### Selected text
# # # #

Oracle snags Cerner in $28B deal to gain a foothold in healthcare cloud market

Oracle is buying electronic medical records firm Cerner in a deal valued at $28.3 billion, one of the software company’s biggest acquisitions ever and one of the largest takeovers this year. 

The all-cash deal values Cerner at $95 a share and was announced Monday just three days after rumors circulated that Oracle was in talks to buy the health IT company.

The acquisition will be immediately accretive to Oracle's earnings on a non-GAAP basis in the first full fiscal year after closing—and will contribute substantially more to earnings in the second fiscal year, according to Safra Catz, Oracle's Chief Executive Officer.

Oracle also plans to expand Cerner's business into more international markets.

"Working together, Cerner and Oracle have the capacity to transform healthcare delivery by providing medical professionals with better information—enabling them to make better treatment decisions resulting in better patient outcomes," said Larry Ellison, chairman and chief technology officer, at Oracle in a statement.

RELATED: Oracle in talks to buy Cerner in potential $30B deal: WSJ

With this deal, database giant Oracle is pushing deeper into the healthcare market and the acquisition should help the company scale up its cloud business.

# # # #

### Information shown
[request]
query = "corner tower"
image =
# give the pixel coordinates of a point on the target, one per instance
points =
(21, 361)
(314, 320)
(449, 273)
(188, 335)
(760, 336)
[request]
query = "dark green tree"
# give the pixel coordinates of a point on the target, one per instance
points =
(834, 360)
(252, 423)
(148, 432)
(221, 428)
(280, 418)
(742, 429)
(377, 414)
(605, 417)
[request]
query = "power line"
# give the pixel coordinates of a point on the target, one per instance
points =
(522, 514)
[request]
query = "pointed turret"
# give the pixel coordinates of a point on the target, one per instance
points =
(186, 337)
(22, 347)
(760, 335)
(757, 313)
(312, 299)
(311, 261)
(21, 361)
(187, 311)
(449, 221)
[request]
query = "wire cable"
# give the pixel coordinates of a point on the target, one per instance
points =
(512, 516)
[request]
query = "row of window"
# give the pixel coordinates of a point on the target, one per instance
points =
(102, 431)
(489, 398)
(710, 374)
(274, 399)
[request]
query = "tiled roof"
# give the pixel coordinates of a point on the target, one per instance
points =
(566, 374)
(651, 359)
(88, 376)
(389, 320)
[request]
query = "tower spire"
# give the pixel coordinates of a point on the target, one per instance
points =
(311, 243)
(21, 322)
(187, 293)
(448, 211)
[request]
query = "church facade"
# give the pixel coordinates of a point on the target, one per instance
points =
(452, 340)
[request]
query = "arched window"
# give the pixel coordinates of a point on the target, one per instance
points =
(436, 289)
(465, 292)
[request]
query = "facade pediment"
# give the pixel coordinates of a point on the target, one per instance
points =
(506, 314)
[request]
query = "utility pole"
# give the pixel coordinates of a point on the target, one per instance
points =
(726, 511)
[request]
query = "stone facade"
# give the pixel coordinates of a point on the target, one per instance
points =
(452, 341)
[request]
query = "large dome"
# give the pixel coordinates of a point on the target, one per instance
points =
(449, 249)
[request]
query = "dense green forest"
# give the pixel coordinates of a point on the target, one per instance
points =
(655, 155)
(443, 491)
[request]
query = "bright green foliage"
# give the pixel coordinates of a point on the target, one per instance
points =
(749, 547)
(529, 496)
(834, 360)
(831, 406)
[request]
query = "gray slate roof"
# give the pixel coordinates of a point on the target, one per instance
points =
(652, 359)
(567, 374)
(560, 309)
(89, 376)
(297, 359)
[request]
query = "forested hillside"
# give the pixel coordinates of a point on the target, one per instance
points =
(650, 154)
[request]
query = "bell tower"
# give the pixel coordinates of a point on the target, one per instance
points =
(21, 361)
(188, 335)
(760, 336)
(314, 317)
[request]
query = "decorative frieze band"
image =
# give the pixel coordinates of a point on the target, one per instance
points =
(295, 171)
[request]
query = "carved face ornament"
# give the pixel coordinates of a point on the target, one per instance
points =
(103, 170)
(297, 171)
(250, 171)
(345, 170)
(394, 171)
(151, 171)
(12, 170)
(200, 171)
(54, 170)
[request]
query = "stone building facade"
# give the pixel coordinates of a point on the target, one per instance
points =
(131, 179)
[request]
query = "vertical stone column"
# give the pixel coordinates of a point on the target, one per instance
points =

# # # #

### Exercise
Copy everything from "The acquisition will" down to "in a statement." in the article on Oracle buying Cerner, swapping "international" for "overseas".

### Output for this exercise
The acquisition will be immediately accretive to Oracle's earnings on a non-GAAP basis in the first full fiscal year after closing—and will contribute substantially more to earnings in the second fiscal year, according to Safra Catz, Oracle's Chief Executive Officer.

Oracle also plans to expand Cerner's business into more overseas markets.

"Working together, Cerner and Oracle have the capacity to transform healthcare delivery by providing medical professionals with better information—enabling them to make better treatment decisions resulting in better patient outcomes," said Larry Ellison, chairman and chief technology officer, at Oracle in a statement.